## Start Dataset extract

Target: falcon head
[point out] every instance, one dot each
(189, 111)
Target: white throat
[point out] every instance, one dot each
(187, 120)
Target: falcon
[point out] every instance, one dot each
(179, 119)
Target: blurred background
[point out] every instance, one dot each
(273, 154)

## End Dataset extract
## Start Dataset extract

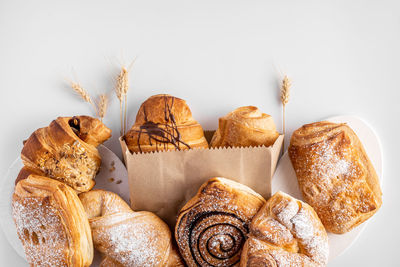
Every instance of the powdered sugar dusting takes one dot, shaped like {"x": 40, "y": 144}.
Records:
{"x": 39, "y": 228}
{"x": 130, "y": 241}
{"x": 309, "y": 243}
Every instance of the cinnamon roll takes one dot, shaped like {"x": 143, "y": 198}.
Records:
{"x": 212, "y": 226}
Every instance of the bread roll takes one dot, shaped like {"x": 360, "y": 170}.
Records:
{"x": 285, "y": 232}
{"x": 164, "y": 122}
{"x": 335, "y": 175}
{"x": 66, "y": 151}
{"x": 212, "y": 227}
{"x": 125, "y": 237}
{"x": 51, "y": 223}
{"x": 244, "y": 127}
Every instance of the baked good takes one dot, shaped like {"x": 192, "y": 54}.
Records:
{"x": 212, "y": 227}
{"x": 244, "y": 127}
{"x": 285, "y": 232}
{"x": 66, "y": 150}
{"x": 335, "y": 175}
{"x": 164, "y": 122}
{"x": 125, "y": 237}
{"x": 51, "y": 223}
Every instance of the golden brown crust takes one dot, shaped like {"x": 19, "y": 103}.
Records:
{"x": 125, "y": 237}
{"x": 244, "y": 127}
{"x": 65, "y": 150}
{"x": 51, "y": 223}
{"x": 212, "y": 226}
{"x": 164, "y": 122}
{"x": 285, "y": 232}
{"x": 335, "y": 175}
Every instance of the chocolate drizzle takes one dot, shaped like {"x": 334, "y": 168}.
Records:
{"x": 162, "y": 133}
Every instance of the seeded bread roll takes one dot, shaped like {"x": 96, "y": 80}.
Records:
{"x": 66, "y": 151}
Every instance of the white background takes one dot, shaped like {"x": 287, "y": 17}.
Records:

## End Dataset extract

Exercise aim
Show each line of the entries above that contains the word "bread", copying every such line in full.

Completed exercise
Every instance of the bread roll takes one dot, shaped like {"x": 360, "y": 170}.
Every instance of the seeded bread roll takes one dot, shaped like {"x": 96, "y": 80}.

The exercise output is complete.